- [RECORDS FOR THE TASK]:
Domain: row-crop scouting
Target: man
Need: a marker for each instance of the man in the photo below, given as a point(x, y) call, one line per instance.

==

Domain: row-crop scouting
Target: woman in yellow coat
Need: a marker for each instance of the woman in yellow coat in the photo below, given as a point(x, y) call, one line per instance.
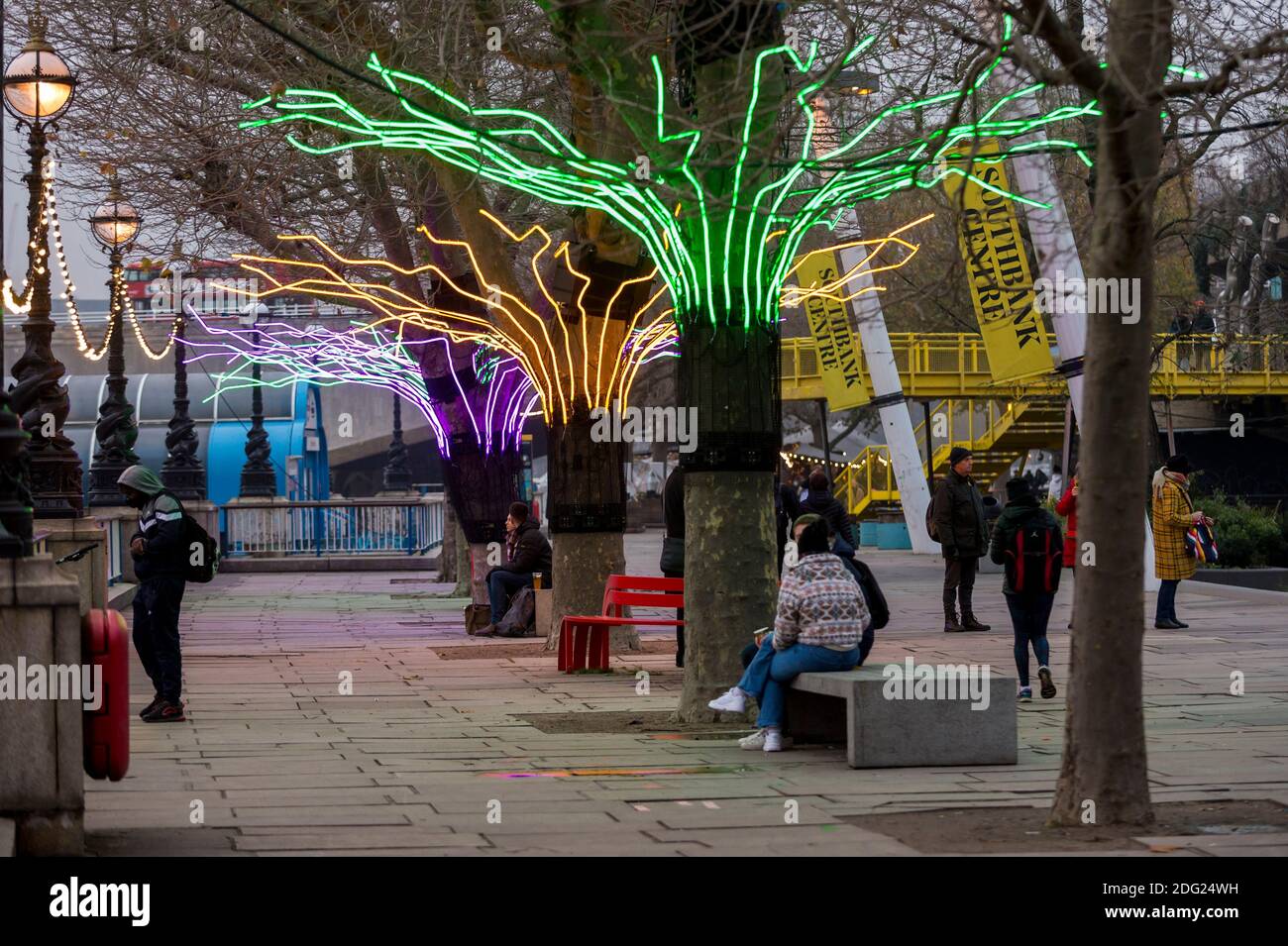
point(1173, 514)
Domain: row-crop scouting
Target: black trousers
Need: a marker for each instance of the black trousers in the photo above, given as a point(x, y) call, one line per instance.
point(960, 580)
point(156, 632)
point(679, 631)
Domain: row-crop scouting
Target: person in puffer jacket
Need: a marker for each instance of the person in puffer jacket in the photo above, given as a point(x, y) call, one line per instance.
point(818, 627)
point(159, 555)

- [TASK REQUIREMENTS]: Write out every line of the listing that holds the word "Target".

- [ANSWER FOR THIS EXERCISE]:
Target: man
Target: woman in yellow coat
Target: black trousers
Target: person in puffer jacket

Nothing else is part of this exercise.